(Records of labeled points)
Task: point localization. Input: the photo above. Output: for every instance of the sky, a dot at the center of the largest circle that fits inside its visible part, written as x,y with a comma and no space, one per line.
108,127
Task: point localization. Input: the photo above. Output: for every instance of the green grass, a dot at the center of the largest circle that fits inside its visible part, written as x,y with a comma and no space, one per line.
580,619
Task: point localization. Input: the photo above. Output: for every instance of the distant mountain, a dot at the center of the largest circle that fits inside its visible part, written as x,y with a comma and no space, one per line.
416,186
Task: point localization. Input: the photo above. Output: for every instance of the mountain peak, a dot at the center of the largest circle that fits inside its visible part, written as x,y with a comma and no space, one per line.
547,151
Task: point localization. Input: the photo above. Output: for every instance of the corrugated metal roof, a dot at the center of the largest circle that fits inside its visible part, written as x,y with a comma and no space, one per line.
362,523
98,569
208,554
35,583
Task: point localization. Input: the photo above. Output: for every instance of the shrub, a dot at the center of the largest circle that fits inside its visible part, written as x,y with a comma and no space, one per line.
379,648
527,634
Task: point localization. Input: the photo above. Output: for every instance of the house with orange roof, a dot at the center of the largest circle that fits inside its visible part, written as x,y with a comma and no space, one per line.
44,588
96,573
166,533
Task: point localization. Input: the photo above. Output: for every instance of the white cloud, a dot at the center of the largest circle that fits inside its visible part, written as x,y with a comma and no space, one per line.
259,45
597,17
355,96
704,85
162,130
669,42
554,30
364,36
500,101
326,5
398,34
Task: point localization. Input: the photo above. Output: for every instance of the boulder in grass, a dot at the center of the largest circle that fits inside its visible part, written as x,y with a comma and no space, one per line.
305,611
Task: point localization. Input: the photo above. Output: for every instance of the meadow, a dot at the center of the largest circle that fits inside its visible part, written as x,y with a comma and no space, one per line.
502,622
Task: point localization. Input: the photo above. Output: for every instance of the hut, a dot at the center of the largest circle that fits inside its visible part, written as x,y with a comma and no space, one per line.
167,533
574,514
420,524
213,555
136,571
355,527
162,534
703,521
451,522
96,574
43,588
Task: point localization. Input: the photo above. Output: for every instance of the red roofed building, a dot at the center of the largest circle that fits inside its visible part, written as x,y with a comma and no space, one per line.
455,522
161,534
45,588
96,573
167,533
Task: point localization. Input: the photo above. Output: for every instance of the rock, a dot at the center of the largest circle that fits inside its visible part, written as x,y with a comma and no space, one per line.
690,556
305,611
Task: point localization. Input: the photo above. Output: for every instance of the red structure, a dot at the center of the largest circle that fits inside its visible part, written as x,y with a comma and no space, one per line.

# EXERCISE BRIEF
Copy out the lines from the line containing "the red roofed" to the end of the listing above, without alteration.

# RESPONSE TO THIS TASK
Task: point localization. Input: the photo above. Output: for every instance of the red roofed building, a dot at the center of the largest circle that fits inside its visible part, written as x,y with a comma and no space, one per line.
455,522
161,534
45,588
96,573
167,533
Task: point localization. Input: the photo above. Output: for every instance of the rock, a dot at the center of the largest circle that fits inside its visible part, written as x,y with a comma and no space, one per line.
690,556
305,611
Task: point localization. Input: the photo above. Output: for every instance of the red structure, a dot at the center of the largest circle that fits inside its visible part, written as x,y with a comma and no space, one per line.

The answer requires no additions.